-------- Given text

Adipocytolysis refers to the subcutaneous injection of chemicals that ablate or lyse rather than shrink fat cells, such as the detergent sodium deoxycholate.
Subcutaneously injected DC leads to tissue necrosis as a result of its cytotoxic, detergent effects on the cellular membranes. In vivo and ex vivo animal or human tissue exposed to DC demonstrate fat cell lysis, fat, muscle, and collagen necrosis; erythrocyte extravasation; a mixed infiltrate consisting of polymorphonuclear leukocytes, lymphocytes, macrophages; multinucleated giant cells, and fibrosis.
As noted, in vitro, DC destroys nonadipose cells. Since it has the capacity to destroy nonadipose cells, we need to explain how it can be selective for adipose tissue ( Fig. 11.3 ). The ability of DC to lyse cells is inversely related to the amount of protein surrounding it and within tissue with which it comes into contact. The presence of albumin appears to inhibit the cell lysing activity of DC. Albumin is found in high concentrations in vital tissue but low concentrations in fat, which can explain why injections of low dose DC into fat are relatively safe clinically. This ‘safety valve’ effect of albumin on DC has fortunately made it an ideal candidate for subcutaneous fat injection.
At the time of this publication, there is a synthetic, purified (nonanimal derived) sodium deoxycholate, referred to experimentally as ATX-101 (KYTHERA Biopharmaceuticals, Calabasas, CA). ATX-101 is a low-dose formulation of a purified synthetic version of deoxycholic acid that causes focal adipocytolysis, which describes the destruction of adipocytes while leaving surrounding tissue largely unaffected. The resulting expected local tissue response involves macrophages eliminating cell debris and lipids from the treatment area, and the recruitment of fibroblasts, which are believed to be responsible for neocollagenesis. ATX-101 has completed Phase III clinical trials in the US and the European Union. The first indication of the treatment is for the reduction of submental fat ( Fig. 11.4 ). Since there is no current FDA-approved injectable drug to reduce submental fat, this treatment may become a viable option for a growing, unmet need.
Whereas detergents work by causing focal adipocytolysis, other compounds, such as salmeterol xinafoate (SX), work by mobilizing intracellular triglyceride and reducing fat without lysing or ablating fat cells. The terms ‘injection lipolysis’ or ‘pharmaceutical lipoplasty’ refer to subcutaneous injections of compounds that mobilize and reduce fat without lysing or ablating cells. The term lipolysis is used to describe hydrolysis or breakdown of lipids into constituent fatty acid and glycerol building blocks. Lipolysis can occur within adipocytes or within the vascular space of muscle and fat tissue, and is governed by hormone sensitive lipase and lipoprotein lipase. Medications (e.g. salmeterol, isoproterenol, etc.) and neurotransmitters (e.g. epinephrine, norepinephrine) that bind to specific adrenergic receptors located on adipocyte membranes can cause lipolysis.

----------------
-------- Dataset records

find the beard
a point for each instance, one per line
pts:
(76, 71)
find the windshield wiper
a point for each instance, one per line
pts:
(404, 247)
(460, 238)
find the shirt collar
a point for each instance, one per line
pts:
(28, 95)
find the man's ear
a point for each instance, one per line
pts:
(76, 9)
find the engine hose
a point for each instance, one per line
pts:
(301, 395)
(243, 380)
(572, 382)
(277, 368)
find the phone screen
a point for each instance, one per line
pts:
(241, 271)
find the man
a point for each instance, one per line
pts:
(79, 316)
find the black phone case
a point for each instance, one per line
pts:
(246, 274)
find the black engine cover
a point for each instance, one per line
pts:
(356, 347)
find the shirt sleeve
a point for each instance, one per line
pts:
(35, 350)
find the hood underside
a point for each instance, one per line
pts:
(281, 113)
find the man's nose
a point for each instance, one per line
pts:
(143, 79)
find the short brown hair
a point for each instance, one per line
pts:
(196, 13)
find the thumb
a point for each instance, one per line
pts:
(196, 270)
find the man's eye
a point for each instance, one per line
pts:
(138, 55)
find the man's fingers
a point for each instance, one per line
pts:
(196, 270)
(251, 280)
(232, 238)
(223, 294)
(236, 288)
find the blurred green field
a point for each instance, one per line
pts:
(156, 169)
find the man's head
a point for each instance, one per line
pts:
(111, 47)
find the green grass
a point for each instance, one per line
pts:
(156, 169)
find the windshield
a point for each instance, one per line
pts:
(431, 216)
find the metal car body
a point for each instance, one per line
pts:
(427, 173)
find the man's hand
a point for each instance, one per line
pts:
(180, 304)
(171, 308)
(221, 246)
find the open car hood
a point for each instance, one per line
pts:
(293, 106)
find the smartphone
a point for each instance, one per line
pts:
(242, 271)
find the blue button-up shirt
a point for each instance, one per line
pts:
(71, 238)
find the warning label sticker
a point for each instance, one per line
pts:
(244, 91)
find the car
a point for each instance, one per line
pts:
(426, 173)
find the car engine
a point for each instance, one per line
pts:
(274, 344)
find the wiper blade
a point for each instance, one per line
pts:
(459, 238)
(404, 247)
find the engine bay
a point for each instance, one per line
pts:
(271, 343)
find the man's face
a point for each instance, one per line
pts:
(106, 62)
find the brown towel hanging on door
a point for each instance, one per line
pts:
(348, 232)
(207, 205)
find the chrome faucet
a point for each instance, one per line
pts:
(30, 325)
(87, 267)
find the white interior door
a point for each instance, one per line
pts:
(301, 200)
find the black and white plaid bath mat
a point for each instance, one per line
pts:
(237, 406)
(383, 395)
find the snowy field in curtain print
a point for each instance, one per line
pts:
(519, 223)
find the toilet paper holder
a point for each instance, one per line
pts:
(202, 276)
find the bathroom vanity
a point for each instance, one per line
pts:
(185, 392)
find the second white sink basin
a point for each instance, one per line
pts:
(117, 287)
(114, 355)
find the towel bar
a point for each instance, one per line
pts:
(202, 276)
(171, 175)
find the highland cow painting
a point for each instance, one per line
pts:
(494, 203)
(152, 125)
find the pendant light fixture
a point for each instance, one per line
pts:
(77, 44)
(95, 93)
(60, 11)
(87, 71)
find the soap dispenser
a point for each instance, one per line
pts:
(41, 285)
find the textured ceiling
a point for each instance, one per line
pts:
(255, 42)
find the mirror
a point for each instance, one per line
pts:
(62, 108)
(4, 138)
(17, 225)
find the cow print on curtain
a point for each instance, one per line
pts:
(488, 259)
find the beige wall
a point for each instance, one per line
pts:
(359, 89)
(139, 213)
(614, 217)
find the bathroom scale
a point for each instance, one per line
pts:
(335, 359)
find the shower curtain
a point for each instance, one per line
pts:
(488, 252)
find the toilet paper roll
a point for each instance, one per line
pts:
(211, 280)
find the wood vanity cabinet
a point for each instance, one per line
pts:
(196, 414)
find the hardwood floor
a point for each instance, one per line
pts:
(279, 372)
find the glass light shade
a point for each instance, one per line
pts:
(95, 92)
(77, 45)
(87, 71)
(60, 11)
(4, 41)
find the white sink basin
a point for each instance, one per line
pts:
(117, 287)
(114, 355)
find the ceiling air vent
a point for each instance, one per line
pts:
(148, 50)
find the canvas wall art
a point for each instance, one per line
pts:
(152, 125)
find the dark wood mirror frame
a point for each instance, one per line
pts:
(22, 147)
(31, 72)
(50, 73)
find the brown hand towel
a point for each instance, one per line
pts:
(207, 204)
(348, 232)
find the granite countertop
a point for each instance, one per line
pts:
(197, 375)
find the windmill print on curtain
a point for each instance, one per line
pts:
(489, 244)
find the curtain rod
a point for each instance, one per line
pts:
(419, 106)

----------------
-------- Dataset records

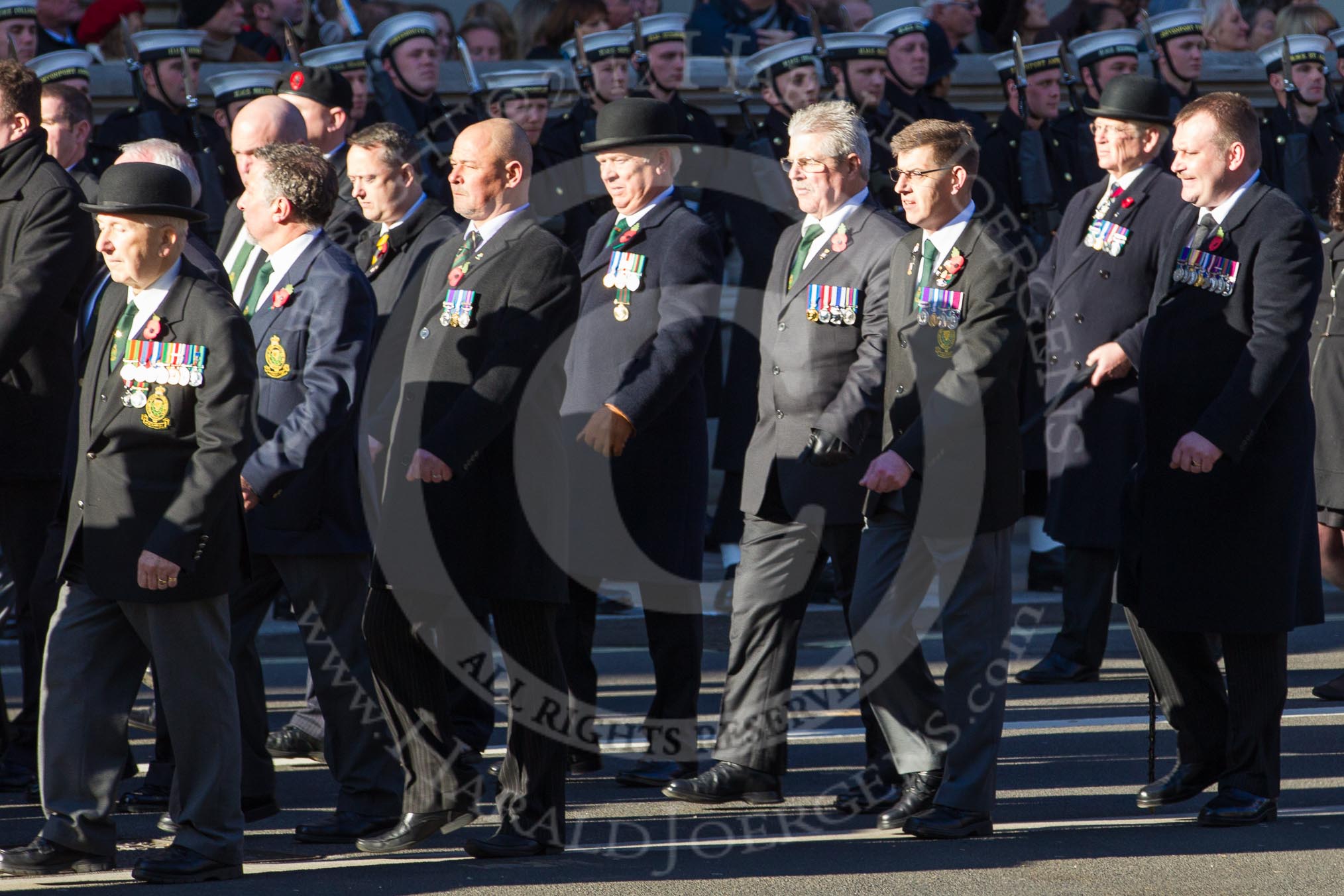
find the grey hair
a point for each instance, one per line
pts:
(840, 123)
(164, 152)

----------------
-------- Dataset records

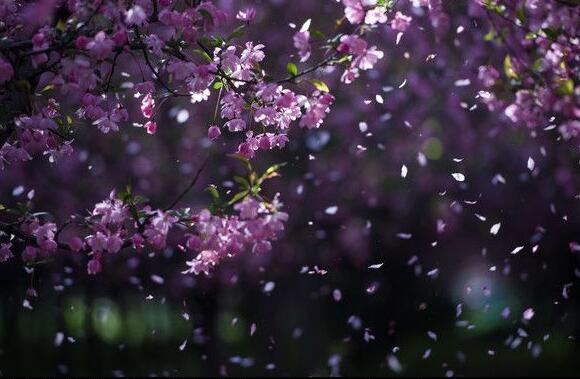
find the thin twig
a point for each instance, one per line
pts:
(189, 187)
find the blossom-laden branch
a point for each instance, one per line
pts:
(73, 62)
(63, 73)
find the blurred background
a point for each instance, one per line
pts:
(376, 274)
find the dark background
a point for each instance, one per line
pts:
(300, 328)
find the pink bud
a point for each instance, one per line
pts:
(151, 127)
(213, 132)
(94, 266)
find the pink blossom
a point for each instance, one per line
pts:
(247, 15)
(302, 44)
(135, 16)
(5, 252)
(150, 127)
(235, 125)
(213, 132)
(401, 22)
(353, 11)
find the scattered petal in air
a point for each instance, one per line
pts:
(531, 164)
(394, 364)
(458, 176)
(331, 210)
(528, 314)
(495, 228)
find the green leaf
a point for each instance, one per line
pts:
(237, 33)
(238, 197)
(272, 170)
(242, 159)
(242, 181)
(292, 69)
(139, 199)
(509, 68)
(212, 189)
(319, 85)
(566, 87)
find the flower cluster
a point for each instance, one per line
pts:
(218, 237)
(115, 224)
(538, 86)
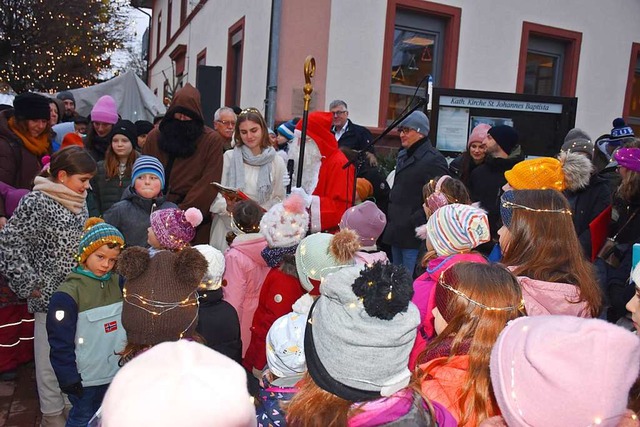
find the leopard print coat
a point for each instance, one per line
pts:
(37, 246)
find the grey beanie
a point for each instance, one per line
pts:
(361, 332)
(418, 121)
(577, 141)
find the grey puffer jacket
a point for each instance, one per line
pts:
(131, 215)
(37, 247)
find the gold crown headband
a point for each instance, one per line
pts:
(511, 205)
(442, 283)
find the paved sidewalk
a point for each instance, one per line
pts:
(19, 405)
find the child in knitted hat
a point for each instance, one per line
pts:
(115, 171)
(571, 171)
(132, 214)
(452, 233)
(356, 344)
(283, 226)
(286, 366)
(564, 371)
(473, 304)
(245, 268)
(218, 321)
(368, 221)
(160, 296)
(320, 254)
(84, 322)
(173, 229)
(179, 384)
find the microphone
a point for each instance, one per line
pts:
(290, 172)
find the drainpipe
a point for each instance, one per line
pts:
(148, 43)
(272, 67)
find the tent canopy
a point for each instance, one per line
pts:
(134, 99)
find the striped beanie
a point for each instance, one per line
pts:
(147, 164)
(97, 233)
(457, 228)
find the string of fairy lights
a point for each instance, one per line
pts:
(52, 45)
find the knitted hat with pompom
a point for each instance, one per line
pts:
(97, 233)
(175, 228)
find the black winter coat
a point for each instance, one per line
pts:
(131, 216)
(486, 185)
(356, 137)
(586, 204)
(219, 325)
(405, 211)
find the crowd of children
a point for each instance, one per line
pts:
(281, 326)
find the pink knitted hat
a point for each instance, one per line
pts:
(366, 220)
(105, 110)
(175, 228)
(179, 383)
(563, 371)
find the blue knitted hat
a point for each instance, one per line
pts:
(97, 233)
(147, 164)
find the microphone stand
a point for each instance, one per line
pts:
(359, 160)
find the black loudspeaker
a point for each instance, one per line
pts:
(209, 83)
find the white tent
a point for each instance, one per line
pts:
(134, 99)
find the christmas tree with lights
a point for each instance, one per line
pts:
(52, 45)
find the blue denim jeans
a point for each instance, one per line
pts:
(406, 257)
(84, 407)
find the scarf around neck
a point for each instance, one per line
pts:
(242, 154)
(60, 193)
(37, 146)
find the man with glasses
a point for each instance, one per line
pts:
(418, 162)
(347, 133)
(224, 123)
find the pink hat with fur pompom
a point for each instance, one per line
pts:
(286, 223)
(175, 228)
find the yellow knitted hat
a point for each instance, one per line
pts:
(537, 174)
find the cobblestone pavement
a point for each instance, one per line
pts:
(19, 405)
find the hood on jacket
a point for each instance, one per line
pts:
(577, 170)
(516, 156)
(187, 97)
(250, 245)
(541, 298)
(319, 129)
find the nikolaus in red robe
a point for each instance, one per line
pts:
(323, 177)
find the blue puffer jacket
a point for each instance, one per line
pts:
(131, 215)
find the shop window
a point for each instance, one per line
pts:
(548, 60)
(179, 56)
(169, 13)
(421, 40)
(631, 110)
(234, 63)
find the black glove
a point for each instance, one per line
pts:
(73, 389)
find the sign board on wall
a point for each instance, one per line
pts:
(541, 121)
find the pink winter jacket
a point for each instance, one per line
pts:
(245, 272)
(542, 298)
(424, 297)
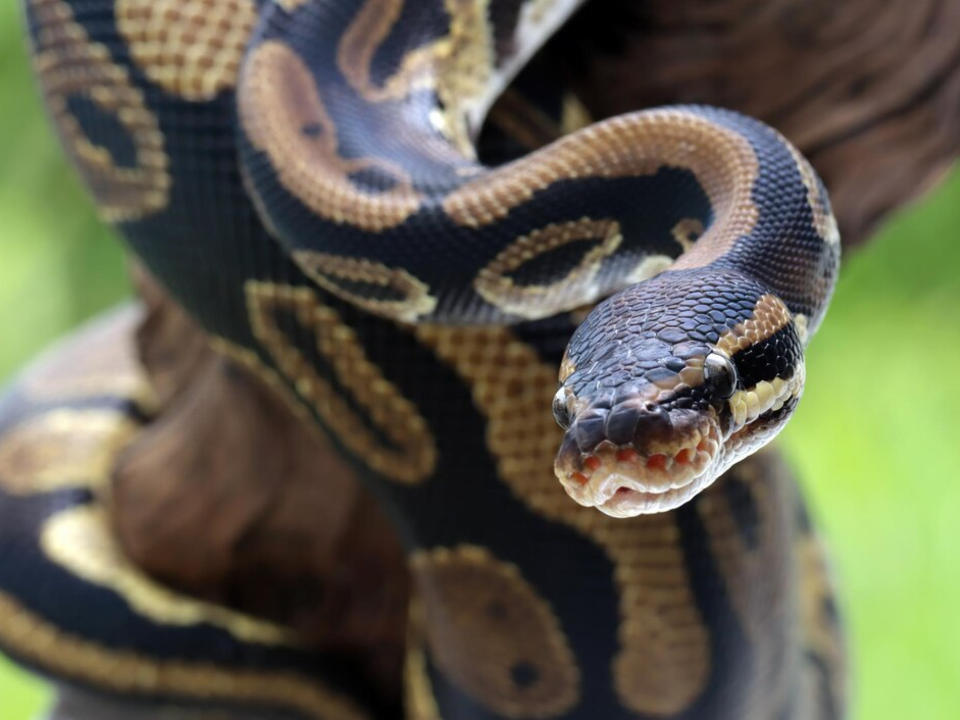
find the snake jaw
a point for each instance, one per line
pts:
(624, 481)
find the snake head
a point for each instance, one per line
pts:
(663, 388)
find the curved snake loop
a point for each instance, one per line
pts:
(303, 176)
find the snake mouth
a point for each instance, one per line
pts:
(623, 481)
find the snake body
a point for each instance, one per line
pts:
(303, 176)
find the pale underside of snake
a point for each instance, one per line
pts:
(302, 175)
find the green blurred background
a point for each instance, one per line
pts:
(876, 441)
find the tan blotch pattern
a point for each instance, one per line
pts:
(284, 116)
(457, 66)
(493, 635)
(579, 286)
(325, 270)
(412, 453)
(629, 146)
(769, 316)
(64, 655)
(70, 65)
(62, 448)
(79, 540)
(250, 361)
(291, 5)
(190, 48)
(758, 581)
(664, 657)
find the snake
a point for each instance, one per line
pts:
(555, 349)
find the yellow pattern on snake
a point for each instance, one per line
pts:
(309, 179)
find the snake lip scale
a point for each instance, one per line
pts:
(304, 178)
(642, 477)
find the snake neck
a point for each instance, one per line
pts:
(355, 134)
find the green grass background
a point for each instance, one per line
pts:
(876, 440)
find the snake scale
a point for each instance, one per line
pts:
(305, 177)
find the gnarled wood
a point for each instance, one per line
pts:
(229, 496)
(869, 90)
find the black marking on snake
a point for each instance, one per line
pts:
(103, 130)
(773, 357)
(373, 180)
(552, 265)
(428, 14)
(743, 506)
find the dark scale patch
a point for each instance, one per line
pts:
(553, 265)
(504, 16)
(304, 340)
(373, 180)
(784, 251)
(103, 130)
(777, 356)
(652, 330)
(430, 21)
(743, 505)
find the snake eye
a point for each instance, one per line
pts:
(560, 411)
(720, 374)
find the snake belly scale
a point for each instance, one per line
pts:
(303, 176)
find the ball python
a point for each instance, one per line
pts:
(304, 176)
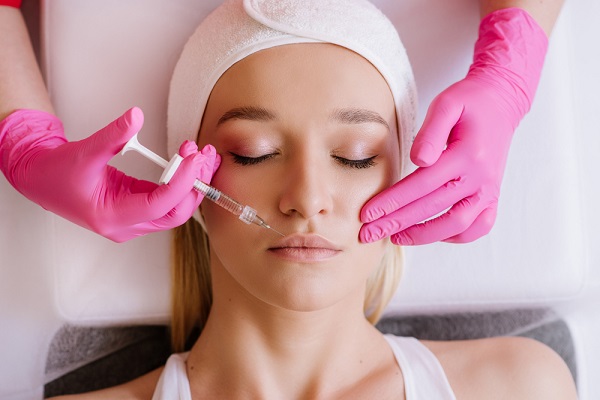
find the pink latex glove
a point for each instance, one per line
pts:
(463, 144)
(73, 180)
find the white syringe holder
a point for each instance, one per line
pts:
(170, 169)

----------------

Task requirements.
1 > From the fat-injection text, list the medications and neurotransmitters it names as able to cause lipolysis.
2 > Rewrite the paragraph of the fat-injection text that begins "As noted, in vitro" as a short bulleted list that keeps its main facts.
3 > According to the fat-injection text, what is the first indication for ATX-101 treatment?

Answers to each task.
1 >
Medications: salmeterol, isoproterenol
Neurotransmitters: epinephrine, norepinephrine

2 >
- In lab tests, DC destroys cells that are not fat cells, so its selectivity for fat tissue needs explaining.
- DC's ability to lyse cells goes down as the amount of surrounding protein goes up.
- Albumin appears to block DC's cell-lysing activity.
- Albumin levels are high in vital tissue but low in fat, which helps explain why low-dose DC injected into fat is relatively safe clinically.
- This "safety valve" effect makes DC an ideal candidate for injection into fat under the skin.

3 > The reduction of submental fat.